_Task brief:_ In the lines below, find the one that contains "Where can the mountain" and write it out exactly, along with every line that follows it.

(Records from a data source)
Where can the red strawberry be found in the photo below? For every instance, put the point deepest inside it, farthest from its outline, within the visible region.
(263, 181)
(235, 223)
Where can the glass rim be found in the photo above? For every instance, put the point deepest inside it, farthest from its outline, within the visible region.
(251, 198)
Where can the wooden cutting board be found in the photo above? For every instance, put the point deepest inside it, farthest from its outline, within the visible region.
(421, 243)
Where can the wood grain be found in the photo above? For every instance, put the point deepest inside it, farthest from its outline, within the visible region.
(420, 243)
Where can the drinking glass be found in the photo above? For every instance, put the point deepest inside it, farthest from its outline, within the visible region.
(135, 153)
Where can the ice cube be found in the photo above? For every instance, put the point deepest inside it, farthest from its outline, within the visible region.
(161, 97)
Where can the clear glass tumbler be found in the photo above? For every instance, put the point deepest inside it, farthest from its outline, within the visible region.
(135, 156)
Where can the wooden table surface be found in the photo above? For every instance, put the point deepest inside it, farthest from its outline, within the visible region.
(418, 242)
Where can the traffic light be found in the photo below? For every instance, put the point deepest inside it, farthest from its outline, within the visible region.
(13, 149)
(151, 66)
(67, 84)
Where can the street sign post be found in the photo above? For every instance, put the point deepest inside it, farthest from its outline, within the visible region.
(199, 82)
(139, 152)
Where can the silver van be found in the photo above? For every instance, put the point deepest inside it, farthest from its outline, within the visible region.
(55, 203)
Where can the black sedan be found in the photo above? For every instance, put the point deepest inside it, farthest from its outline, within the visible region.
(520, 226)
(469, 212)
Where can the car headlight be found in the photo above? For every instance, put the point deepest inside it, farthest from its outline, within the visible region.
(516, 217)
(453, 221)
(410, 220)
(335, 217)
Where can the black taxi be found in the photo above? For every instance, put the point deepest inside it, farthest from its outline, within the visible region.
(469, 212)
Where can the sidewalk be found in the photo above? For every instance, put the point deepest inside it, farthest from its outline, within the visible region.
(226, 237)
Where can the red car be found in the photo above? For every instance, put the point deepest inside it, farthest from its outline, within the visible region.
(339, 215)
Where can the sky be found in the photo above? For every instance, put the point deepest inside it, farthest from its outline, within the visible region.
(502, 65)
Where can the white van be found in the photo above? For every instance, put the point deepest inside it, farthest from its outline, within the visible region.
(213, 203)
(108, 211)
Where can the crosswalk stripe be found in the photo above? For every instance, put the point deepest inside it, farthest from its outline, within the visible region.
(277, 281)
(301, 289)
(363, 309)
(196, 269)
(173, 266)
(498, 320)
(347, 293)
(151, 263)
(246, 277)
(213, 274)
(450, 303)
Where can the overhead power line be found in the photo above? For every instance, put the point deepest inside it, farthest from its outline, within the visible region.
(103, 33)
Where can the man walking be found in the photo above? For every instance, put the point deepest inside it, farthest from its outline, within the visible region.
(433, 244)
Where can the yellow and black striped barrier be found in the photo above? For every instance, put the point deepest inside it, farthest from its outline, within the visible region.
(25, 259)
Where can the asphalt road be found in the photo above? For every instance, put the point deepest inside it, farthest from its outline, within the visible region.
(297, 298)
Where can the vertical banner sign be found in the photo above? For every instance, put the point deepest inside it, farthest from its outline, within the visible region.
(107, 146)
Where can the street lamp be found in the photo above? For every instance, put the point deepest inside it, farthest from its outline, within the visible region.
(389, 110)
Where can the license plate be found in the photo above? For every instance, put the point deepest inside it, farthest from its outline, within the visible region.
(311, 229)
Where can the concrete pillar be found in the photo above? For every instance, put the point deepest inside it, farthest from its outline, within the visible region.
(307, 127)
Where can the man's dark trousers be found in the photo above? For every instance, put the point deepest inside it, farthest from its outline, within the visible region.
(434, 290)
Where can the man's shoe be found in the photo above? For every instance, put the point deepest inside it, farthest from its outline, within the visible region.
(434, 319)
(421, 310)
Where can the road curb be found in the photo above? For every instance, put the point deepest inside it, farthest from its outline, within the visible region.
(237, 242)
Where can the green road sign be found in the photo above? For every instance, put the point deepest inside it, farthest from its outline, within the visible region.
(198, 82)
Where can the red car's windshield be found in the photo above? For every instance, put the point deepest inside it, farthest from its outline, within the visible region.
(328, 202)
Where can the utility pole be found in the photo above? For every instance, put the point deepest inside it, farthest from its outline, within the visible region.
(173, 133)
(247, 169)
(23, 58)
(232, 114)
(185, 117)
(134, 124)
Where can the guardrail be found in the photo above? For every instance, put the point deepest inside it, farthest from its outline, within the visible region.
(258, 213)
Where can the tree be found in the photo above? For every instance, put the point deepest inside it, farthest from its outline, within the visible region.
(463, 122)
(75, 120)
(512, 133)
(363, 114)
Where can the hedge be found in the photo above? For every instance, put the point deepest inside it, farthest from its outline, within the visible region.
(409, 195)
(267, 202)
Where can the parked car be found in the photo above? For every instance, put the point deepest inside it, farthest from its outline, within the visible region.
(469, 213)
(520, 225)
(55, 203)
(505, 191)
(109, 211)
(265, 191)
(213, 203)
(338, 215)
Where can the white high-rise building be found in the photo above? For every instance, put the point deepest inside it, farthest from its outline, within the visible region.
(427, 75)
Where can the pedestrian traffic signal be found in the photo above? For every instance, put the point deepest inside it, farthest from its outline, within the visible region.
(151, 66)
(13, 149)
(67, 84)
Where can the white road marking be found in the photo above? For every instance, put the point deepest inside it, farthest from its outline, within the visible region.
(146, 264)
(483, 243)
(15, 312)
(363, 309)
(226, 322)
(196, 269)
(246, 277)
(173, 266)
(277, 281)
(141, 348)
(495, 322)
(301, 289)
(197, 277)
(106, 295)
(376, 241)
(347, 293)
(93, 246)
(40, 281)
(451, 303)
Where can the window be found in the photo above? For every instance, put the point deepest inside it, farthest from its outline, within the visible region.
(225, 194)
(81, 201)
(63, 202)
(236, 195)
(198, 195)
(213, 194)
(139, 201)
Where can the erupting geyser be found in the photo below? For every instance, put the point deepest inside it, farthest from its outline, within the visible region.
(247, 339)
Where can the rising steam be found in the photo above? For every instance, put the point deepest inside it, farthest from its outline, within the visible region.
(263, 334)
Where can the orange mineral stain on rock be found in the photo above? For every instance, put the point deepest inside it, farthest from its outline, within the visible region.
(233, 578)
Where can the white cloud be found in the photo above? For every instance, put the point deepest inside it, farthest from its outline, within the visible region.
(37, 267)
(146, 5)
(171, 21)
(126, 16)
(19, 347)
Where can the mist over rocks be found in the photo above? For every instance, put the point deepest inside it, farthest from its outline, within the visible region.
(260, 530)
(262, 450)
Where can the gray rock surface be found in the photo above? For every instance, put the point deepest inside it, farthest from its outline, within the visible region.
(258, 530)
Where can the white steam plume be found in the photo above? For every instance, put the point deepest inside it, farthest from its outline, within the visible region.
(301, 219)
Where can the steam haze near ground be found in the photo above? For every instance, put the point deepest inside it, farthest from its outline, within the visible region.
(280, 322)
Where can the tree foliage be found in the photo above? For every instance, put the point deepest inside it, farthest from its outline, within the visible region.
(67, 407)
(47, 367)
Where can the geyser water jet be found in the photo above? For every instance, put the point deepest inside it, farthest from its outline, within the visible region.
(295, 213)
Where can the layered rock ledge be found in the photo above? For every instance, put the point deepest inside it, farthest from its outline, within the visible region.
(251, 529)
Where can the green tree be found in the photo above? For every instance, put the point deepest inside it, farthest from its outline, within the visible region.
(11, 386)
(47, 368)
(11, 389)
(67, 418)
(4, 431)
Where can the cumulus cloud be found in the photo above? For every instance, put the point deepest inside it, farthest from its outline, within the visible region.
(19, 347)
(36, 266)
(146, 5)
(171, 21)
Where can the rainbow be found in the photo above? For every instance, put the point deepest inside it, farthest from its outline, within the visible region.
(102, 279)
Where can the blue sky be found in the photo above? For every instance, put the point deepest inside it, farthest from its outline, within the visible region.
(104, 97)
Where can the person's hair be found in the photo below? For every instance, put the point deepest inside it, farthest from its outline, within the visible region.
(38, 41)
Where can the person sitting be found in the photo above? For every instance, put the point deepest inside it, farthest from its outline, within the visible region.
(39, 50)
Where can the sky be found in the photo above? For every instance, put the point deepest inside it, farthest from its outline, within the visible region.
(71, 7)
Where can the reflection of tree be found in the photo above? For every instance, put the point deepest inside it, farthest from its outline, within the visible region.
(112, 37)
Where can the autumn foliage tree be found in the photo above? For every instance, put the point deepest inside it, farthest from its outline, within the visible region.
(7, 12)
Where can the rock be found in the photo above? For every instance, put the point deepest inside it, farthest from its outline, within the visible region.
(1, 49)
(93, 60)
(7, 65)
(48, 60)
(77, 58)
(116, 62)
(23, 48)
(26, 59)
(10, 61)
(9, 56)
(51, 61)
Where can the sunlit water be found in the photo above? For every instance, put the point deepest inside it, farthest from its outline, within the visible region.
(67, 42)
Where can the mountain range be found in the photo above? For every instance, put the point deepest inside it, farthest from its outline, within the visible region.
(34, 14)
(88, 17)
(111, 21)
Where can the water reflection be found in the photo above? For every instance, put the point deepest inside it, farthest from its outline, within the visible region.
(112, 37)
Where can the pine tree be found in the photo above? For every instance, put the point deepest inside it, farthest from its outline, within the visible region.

_Output for this task:_
Where can the mountain range be found in the photo above? For every instance, put the point deepest inside it, farthest from its outline, within the visible region.
(34, 14)
(88, 17)
(111, 21)
Where can the water reflection be found in the photo above? For every instance, put the point deepest inside it, farthest from its outline, within the visible region.
(112, 37)
Where can the pine tree be found in the photo above? For every instance, put the point deepest inside it, farthest from its outline, within the visible region.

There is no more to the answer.